• **TAREAS POR REALIZAR**:
1) Indica si cada afirmación concuerda con el texto sobre la pobreza y justifica tu respuesta con una cita literal del texto:
(a) El crecimiento económico ha sido el factor más decisivo para superar la pobreza en las últimas cuatro décadas.
(b) El problema se explica únicamente por la coyuntura de la pandemia.
(c) La tarea principal es aumentar las pensiones.
2) Transcribe sin ningún cambio el fragmento del texto sobre la pobreza que va desde "Por cierto, el" hasta "una prioridad fundamental.", incluidas ambas expresiones.

• **TEXTO EXTRAÍDO**:
◆ ◆ ◆ ◆ ◆

Como es obvio, podríamos considerar que gran parte de este problema se debe a una coyuntura específica, marcada por la pandemia del coronavirus y sus efectos económicos y sociales. Sin embargo, el tema es mucho más profundo y se arrastra por más tiempo, quizá por unos tres lustros. Efectivamente, en los últimos quince años se ha producido un evidente deterioro en la economía, con números más bien mediocres observados en conjunto, pérdida de dinamismo y de ciertos consensos económicos y sociales básicos. Las grandes razones para la superación de la pobreza en las últimas cuatro décadas han sido el crecimiento económico (sin duda el factor más decisivo) y las políticas sociales (también relevantes, complementarias del tema central). Como contrapartida, podríamos decir que la pobreza aumenta cuando hay crisis económicas (1982, 1998, 2008 y 2020), así como no disminuye por políticas públicas inadecuadas.

Todo esto plantea un gran desafío inmediato y hacia el futuro. Creo que la clave está en instalar nuevamente a la pobreza como una prioridad nacional, para concentrarnos en que nadie en Chile viva en estas condiciones, con todas sus consecuencias. Por lo mismo, la tarea principal vuelve a ser la creación de trabajo, que permita a las personas no solo aportar sus talentos y capacidades a la sociedad, sino también llevar dinero a sus respectivas familias, que les permita salir adelante. A ello se deben sumar políticas públicas adecuadas, algunas de las cuales deben ser particularmente urgentes (por ejemplo, terminar con los campamentos y facilitar que cada familia tenga una vivienda digna), en tanto otras deben ser consistentes en el tiempo (mejorar sustancialmente la atención de salud para los sectores más vulnerables, las pensiones para aquellos que están en situación de pobreza o extrema pobreza y aumentar los índices de retención escolar, así como la inserción temprana de los niños más pobres dentro del sistema escolar formal).

Por cierto, el tema es mucho más amplio y complejo, así como hay elementos que están fuera del alcance de las personas o las autoridades. También es verdad que el coronavirus ha sido un golpe devastador para la economía y para los empleos. Sin perjuicio de ello, es hora de abordar el problema de la pobreza de manera integral y con mentalidad ganadora, para generar las condiciones que permitan un crecimiento económico efectivo, un Estado al servicio de las personas y sus familias, la creación de fuentes de trabajo y el apoyo a quienes lo han perdido, así como persistir la convicción de que un país que funciona requiere que todos sus miembros salgan adelante y tengan el mayor desarrollo material y espiritual posible. Para todo ello, derrotar la pobreza sigue siendo una prioridad fundamental.

◆ ◆ ◆ ◆ ◆

• **DATOS POR EXAMINAR**:
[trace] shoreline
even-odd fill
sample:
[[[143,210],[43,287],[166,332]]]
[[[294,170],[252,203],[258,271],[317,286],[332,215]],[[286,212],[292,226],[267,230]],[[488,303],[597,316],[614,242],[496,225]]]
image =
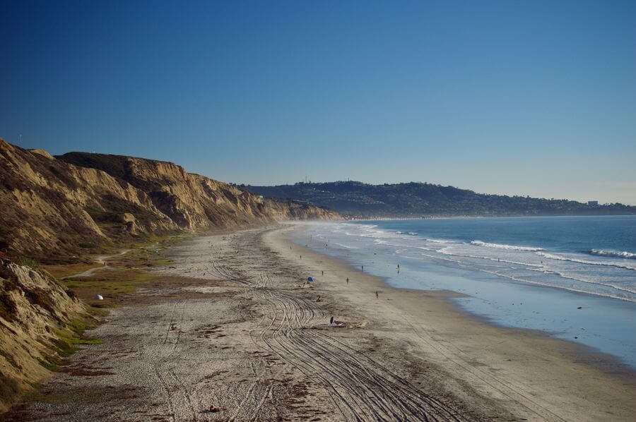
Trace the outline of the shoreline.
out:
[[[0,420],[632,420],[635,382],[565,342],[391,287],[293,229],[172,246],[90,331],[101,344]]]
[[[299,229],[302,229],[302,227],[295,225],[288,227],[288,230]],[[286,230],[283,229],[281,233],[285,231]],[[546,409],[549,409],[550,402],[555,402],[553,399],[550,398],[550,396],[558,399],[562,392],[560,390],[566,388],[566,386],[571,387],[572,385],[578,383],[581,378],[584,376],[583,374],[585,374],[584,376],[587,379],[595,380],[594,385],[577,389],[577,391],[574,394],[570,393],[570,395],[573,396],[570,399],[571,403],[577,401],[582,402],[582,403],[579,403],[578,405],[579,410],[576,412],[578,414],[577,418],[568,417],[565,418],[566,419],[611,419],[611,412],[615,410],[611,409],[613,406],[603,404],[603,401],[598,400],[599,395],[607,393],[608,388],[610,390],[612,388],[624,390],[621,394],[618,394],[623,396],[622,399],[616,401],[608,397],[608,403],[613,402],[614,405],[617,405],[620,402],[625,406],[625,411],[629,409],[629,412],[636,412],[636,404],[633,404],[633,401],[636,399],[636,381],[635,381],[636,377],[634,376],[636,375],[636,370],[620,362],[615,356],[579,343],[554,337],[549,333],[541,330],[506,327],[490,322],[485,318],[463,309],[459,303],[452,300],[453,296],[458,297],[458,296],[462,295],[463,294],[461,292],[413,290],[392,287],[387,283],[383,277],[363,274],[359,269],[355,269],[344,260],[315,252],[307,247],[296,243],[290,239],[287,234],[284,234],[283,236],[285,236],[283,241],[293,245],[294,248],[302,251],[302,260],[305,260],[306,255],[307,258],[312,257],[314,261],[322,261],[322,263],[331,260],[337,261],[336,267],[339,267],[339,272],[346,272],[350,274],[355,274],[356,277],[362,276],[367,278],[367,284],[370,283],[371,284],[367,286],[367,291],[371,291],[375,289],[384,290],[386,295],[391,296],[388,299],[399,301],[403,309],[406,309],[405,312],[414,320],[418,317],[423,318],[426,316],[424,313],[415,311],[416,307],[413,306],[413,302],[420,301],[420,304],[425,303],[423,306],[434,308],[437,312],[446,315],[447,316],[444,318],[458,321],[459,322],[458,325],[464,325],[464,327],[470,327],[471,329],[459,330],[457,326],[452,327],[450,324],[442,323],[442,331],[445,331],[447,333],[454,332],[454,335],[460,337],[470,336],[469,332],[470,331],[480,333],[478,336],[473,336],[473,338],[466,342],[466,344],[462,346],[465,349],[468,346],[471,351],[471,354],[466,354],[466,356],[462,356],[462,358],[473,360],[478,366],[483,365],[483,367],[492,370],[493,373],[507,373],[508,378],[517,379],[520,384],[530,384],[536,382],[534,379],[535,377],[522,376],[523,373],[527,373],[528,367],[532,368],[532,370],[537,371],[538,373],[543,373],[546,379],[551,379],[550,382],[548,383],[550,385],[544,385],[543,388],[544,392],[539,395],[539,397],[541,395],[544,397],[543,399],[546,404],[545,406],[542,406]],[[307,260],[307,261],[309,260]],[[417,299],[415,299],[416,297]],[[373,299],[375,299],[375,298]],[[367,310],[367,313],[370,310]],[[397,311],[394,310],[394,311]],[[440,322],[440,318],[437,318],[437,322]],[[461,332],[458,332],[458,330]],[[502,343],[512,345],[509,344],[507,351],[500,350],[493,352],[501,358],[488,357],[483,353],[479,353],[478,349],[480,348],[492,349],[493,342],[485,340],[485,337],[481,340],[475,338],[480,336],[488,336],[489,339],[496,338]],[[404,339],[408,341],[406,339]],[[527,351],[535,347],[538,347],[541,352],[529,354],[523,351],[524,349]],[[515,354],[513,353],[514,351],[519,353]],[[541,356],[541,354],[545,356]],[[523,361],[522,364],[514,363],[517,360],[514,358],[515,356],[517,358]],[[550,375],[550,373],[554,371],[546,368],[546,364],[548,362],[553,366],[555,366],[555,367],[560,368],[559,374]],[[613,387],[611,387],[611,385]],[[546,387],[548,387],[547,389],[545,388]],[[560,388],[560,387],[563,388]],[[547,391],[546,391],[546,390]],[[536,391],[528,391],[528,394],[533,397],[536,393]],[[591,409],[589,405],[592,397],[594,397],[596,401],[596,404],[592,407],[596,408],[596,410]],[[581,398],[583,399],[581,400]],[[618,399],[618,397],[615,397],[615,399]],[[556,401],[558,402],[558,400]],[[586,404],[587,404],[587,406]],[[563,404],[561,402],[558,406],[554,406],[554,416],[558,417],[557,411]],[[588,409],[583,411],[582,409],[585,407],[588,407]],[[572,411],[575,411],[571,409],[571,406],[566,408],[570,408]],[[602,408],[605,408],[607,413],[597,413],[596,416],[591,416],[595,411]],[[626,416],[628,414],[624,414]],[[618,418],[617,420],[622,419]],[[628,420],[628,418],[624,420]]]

◆ ◆ ◆ ◆ ◆

• **RESPUESTAS POR TAREA**:
1)
(a) Sí: "el crecimiento económico (sin duda el factor más decisivo)".
(b) No: "Sin embargo, el tema es mucho más profundo y se arrastra por más tiempo, quizá por unos tres lustros."
(c) No: "la tarea principal vuelve a ser la creación de trabajo".

2)
Por cierto, el tema es mucho más amplio y complejo, así como hay elementos que están fuera del alcance de las personas o las autoridades. También es verdad que el coronavirus ha sido un golpe devastador para la economía y para los empleos. Sin perjuicio de ello, es hora de abordar el problema de la pobreza de manera integral y con mentalidad ganadora, para generar las condiciones que permitan un crecimiento económico efectivo, un Estado al servicio de las personas y sus familias, la creación de fuentes de trabajo y el apoyo a quienes lo han perdido, así como persistir la convicción de que un país que funciona requiere que todos sus miembros salgan adelante y tengan el mayor desarrollo material y espiritual posible. Para todo ello, derrotar la pobreza sigue siendo una prioridad fundamental.